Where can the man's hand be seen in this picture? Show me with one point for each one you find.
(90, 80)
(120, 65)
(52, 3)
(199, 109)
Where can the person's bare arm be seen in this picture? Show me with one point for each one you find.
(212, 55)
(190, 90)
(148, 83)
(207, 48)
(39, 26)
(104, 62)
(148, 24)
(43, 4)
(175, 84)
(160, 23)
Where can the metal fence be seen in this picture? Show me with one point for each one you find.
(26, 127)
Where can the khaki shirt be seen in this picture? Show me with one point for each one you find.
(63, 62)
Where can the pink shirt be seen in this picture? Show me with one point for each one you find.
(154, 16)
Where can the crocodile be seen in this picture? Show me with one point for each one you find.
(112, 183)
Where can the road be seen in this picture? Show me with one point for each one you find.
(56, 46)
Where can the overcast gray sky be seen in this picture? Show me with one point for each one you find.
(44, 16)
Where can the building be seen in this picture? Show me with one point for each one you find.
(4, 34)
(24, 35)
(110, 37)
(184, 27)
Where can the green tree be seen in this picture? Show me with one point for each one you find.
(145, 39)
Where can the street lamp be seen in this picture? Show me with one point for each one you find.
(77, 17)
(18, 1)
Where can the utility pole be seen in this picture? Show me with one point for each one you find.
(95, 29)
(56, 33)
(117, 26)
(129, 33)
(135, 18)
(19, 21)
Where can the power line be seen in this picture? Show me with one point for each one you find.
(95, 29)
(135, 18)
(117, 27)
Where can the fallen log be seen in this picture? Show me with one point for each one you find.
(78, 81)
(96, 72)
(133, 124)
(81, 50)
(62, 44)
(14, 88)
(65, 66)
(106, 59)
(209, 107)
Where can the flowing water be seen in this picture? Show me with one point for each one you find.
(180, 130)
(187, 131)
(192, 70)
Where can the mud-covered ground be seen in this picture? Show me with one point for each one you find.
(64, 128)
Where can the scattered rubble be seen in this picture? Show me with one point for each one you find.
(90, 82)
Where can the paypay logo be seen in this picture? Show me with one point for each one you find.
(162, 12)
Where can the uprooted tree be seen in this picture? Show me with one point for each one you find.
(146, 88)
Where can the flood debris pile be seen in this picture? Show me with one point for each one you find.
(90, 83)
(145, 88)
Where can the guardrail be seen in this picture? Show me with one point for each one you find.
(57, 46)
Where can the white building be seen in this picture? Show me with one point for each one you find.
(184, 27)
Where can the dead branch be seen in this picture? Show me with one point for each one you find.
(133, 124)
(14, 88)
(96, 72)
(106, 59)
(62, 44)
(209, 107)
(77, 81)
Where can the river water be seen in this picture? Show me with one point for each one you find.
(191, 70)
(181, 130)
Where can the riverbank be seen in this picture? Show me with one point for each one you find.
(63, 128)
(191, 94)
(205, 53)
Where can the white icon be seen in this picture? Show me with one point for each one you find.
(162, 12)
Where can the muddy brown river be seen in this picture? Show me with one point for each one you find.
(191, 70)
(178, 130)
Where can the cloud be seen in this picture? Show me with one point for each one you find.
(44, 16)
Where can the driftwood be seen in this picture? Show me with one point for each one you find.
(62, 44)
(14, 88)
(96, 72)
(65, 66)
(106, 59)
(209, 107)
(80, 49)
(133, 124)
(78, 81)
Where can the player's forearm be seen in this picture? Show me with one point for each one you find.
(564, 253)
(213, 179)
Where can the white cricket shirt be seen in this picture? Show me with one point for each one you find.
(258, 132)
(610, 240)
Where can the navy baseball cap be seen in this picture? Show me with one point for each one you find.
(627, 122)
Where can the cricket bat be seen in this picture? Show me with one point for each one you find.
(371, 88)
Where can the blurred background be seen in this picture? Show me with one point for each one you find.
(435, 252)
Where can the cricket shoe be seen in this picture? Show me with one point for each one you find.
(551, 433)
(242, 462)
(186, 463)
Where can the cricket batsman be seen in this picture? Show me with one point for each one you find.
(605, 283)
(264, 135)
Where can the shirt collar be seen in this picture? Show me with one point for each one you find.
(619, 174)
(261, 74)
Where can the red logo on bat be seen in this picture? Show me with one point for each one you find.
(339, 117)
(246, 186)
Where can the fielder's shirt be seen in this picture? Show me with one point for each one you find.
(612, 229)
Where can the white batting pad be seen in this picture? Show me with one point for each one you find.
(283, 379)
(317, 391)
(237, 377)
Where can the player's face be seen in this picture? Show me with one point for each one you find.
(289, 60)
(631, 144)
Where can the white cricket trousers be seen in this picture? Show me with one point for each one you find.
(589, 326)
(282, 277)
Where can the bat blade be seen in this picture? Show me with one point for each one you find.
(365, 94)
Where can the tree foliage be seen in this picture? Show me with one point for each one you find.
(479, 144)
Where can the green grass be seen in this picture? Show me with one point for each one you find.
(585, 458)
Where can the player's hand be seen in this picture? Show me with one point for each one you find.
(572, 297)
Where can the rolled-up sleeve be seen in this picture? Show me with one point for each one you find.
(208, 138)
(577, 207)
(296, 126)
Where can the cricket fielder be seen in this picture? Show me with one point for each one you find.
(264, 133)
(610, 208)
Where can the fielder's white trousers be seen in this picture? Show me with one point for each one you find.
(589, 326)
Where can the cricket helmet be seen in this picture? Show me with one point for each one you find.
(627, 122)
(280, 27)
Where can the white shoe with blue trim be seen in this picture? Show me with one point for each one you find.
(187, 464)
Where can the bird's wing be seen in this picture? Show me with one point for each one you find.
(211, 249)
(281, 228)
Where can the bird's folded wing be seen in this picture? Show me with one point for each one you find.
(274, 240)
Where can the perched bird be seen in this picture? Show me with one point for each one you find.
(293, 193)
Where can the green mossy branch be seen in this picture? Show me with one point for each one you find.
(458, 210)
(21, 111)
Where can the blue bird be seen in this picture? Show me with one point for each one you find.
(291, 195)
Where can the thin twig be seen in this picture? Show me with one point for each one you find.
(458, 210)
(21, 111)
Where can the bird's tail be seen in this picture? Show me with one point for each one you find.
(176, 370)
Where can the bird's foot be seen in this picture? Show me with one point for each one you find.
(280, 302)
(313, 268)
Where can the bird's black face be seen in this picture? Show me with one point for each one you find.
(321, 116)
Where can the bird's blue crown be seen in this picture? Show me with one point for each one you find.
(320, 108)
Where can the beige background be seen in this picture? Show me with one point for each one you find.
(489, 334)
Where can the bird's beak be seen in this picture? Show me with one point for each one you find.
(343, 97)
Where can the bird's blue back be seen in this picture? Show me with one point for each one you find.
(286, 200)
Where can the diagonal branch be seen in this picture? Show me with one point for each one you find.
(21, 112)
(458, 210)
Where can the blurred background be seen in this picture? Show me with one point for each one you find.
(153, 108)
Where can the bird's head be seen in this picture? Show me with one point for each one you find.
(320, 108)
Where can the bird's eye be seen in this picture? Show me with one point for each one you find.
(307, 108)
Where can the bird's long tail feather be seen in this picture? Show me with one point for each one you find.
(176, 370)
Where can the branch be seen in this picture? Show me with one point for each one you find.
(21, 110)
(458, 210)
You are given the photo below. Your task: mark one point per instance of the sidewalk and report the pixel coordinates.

Given task
Set out every line of the records above as a Markdown table with two columns, Row for the row number and Line for the line itself. Leave out any blank lines.

Solution
| Row | Line |
|---|---|
| 1 | Where can the man's hand be seen in this picture? Show me with one point for each one you find. |
| 2 | (90, 80) |
| 3 | (120, 65) |
| 4 | (52, 3) |
| 5 | (199, 109) |
| 6 | Where can the person's bare arm be seen in this picture? Show me with one point for each one you find. |
| 7 | (212, 55) |
| 8 | (190, 90) |
| 9 | (148, 83) |
| 10 | (207, 48) |
| 11 | (39, 26) |
| 12 | (104, 62) |
| 13 | (148, 24) |
| 14 | (43, 4) |
| 15 | (175, 84) |
| 16 | (160, 23) |
| 17 | Where can the metal fence be seen in this picture? Show me with one point for each one you find. |
| 18 | (26, 127) |
| 19 | Where can the khaki shirt be seen in this picture? Show me with one point for each one you find. |
| 20 | (63, 62) |
| 21 | Where can the pink shirt be seen in this picture? Show me with one point for each one you find. |
| 22 | (154, 16) |
| 23 | Where can the crocodile be seen in this picture? Show me with one point for each one you find. |
| 24 | (112, 183) |
| 25 | Where can the road be seen in this picture? Show me with one point for each one you find. |
| 26 | (56, 46) |
| 27 | Where can the overcast gray sky be seen in this picture? Show me with one point for each one you find. |
| 28 | (44, 16) |
| 29 | Where can the building be seen in this picture? Show me with one point for each one you find. |
| 30 | (4, 34) |
| 31 | (24, 35) |
| 32 | (110, 37) |
| 33 | (184, 27) |
| 34 | Where can the green tree be seen in this picture? Show me with one point for each one you find. |
| 35 | (145, 39) |
| 36 | Where can the street lamp be seen in this picture? Show me with one point for each one you find. |
| 37 | (77, 17) |
| 38 | (18, 1) |
| 39 | Where can the utility pole be seen in this picture? Show me with one point for each one you find. |
| 40 | (95, 29) |
| 41 | (56, 33) |
| 42 | (117, 26) |
| 43 | (129, 33) |
| 44 | (135, 18) |
| 45 | (19, 21) |
| 46 | Where can the power line be seen in this picture? Show me with one point for each one you find. |
| 47 | (95, 29) |
| 48 | (135, 18) |
| 49 | (117, 27) |
| 50 | Where can the fallen log be seen in this picture? Show me with one point for each one you find. |
| 51 | (78, 81) |
| 52 | (96, 72) |
| 53 | (133, 124) |
| 54 | (81, 50) |
| 55 | (62, 44) |
| 56 | (14, 88) |
| 57 | (65, 66) |
| 58 | (106, 59) |
| 59 | (209, 107) |
| 60 | Where can the flowing water be seen in this picture? Show me with one point for each one you find. |
| 61 | (180, 130) |
| 62 | (187, 131) |
| 63 | (192, 70) |
| 64 | Where can the mud-covered ground be seen in this picture? Show me with one point for each one you find. |
| 65 | (64, 128) |
| 66 | Where can the scattered rubble be seen in this picture? Show me with one point for each one you find. |
| 67 | (90, 82) |
| 68 | Where can the paypay logo be seen in this picture? Show me with one point for each one you find. |
| 69 | (162, 12) |
| 70 | Where can the uprooted tree be seen in this picture? Show me with one point for each one you find. |
| 71 | (146, 88) |
| 72 | Where can the flood debris pile be seen in this picture? Show me with one point for each one you find. |
| 73 | (90, 83) |
| 74 | (145, 88) |
| 75 | Where can the guardrail be seen in this picture? Show me with one point for each one you find. |
| 76 | (57, 46) |
| 77 | Where can the white building be seen in this picture? Show me with one point for each one you find. |
| 78 | (184, 27) |
| 79 | Where can the dead branch be seen in this picture? Show me with one point for each one you find. |
| 80 | (133, 124) |
| 81 | (14, 88) |
| 82 | (96, 72) |
| 83 | (106, 59) |
| 84 | (62, 44) |
| 85 | (209, 107) |
| 86 | (77, 81) |
| 87 | Where can the river water be seen in this picture? Show me with one point for each one you find. |
| 88 | (191, 70) |
| 89 | (181, 130) |
| 90 | Where can the riverbank be seen in this picture? Show me with one point for each one you find. |
| 91 | (63, 128) |
| 92 | (191, 94) |
| 93 | (205, 53) |
| 94 | Where can the white icon be seen in this picture? Show me with one point for each one you find. |
| 95 | (162, 12) |
| 96 | Where can the muddy brown river be seen in this picture? Show me with one point for each one you find. |
| 97 | (191, 70) |
| 98 | (178, 130) |
| 99 | Where can the cloud be seen in this picture? Show me with one point for each one you find. |
| 100 | (44, 16) |
| 101 | Where can the driftwood be seen in this picture? Show me with one point for each one you find. |
| 102 | (62, 44) |
| 103 | (14, 88) |
| 104 | (96, 72) |
| 105 | (65, 66) |
| 106 | (106, 59) |
| 107 | (209, 107) |
| 108 | (80, 49) |
| 109 | (133, 124) |
| 110 | (78, 81) |
| 111 | Where can the player's forearm be seen in this picture? Show me with one point for each one you find. |
| 112 | (564, 253) |
| 113 | (213, 179) |
| 114 | Where can the white cricket shirt be seen in this picture? Show me with one point for each one you find. |
| 115 | (258, 132) |
| 116 | (610, 240) |
| 117 | Where can the navy baseball cap be seen in this picture? Show me with one point for each one you find. |
| 118 | (627, 122) |
| 119 | Where can the cricket bat be seen in this picture? Show me with one point for each one you find. |
| 120 | (371, 88) |
| 121 | Where can the blurred background be seen in this picture? Show me with one point for each one you find. |
| 122 | (435, 252) |
| 123 | Where can the cricket shoe be seen in this picture? Show me with one point for each one you find. |
| 124 | (551, 433) |
| 125 | (242, 462) |
| 126 | (186, 463) |
| 127 | Where can the cricket batsman be seen in this picture? Show me with one point for each one you find. |
| 128 | (605, 283) |
| 129 | (264, 135) |
| 130 | Where can the shirt collar be seen in this picture? Show me with one point for each one you find. |
| 131 | (619, 174) |
| 132 | (261, 74) |
| 133 | Where can the red logo on bat be seen in this picture? Show me with one point for each one you find. |
| 134 | (339, 117) |
| 135 | (246, 186) |
| 136 | Where can the fielder's shirt be seen in this picture? Show me with one point for each one you find. |
| 137 | (612, 229) |
| 138 | Where can the white batting pad be seen in this picture? Show me with one point for each one you find. |
| 139 | (283, 379) |
| 140 | (317, 391) |
| 141 | (237, 377) |
| 142 | Where can the player's face be seen in this picture? Show me with one point for each one you find. |
| 143 | (289, 60) |
| 144 | (631, 144) |
| 145 | Where can the white cricket trousers be seen in this picture? Show me with one point for each one you find. |
| 146 | (589, 326) |
| 147 | (282, 277) |
| 148 | Where can the bat blade be seen in this picture? Show me with one point for each one you find. |
| 149 | (365, 94) |
| 150 | Where can the tree foliage be seen in this picture? Show me with one point for each one you find. |
| 151 | (479, 144) |
| 152 | Where can the green grass be seen in this picture? Show me with one point for each one you find. |
| 153 | (585, 458) |
| 154 | Where can the player's hand be seen in this picture? Show me with one point for each one you find. |
| 155 | (572, 297) |
| 156 | Where can the rolled-up sleeve be seen in this picture? Show me with one point for each one you find. |
| 157 | (208, 138) |
| 158 | (577, 207) |
| 159 | (296, 126) |
| 160 | Where can the cricket fielder be seen in this picture? Show me with one point for each one you find. |
| 161 | (264, 133) |
| 162 | (610, 208) |
| 163 | Where can the fielder's white trousers be seen in this picture? Show me with one point for each one you find. |
| 164 | (589, 326) |
| 165 | Where can the cricket helmet be seen in this picture? Show me with one point for each one you find. |
| 166 | (627, 122) |
| 167 | (280, 27) |
| 168 | Where can the white shoe with blue trim be seen in this picture? Show me with one point for each one you find. |
| 169 | (187, 464) |
| 170 | Where can the bird's wing be seen in this picture? Show me with one point for each one you find. |
| 171 | (211, 249) |
| 172 | (281, 228) |
| 173 | Where can the bird's folded wing be seen in this picture? Show me with one point for each one you find. |
| 174 | (274, 240) |
| 175 | Where can the perched bird be seen in this picture? Show me with one point for each one you find. |
| 176 | (293, 193) |
| 177 | Where can the green mossy branch be seen in this picture? Show me with one point for each one you find. |
| 178 | (458, 210) |
| 179 | (21, 111) |
| 180 | Where can the blue bird be seen in this picture? Show me with one point for each one you find. |
| 181 | (291, 195) |
| 182 | Where can the thin twig be seen in this picture? Show me with one point for each one you find. |
| 183 | (458, 210) |
| 184 | (21, 111) |
| 185 | Where can the bird's tail be seen in this picture? Show me with one point for each one you find. |
| 186 | (176, 370) |
| 187 | Where can the bird's foot be seen in this picture? Show me with one point for each one you find. |
| 188 | (280, 302) |
| 189 | (313, 268) |
| 190 | Where can the bird's black face be seen in this picture? Show me with one point for each one you find. |
| 191 | (321, 116) |
| 192 | Where can the bird's blue crown be seen in this picture? Show me with one point for each one you find. |
| 193 | (320, 108) |
| 194 | Where can the beige background be seen in this picture? Show me with one point for each one you find. |
| 195 | (489, 334) |
| 196 | Where can the bird's beak be seen in this picture? Show me with one point for each one you find. |
| 197 | (343, 97) |
| 198 | Where can the bird's blue back be seen in this picture? Show me with one point for each one you find. |
| 199 | (286, 200) |
| 200 | Where can the diagonal branch be seen in this picture? Show me with one point for each one you find. |
| 201 | (21, 112) |
| 202 | (458, 210) |
| 203 | Where can the blurred background be seen in this picture? Show me with one point for each one you find. |
| 204 | (153, 108) |
| 205 | Where can the bird's head be seen in this picture? Show me with one point for each one you find. |
| 206 | (320, 108) |
| 207 | Where can the bird's eye be seen in this picture? Show me with one point for each one you find. |
| 208 | (307, 108) |
| 209 | Where can the bird's long tail feather be seen in this picture? Show me with one point for each one you find. |
| 210 | (176, 370) |
| 211 | Where can the branch be seen in this picture? Show me with one point for each one you find. |
| 212 | (21, 110) |
| 213 | (458, 210) |
| 214 | You are given the photo below. Your task: mark one point per instance of the sidewalk and report the pixel coordinates. |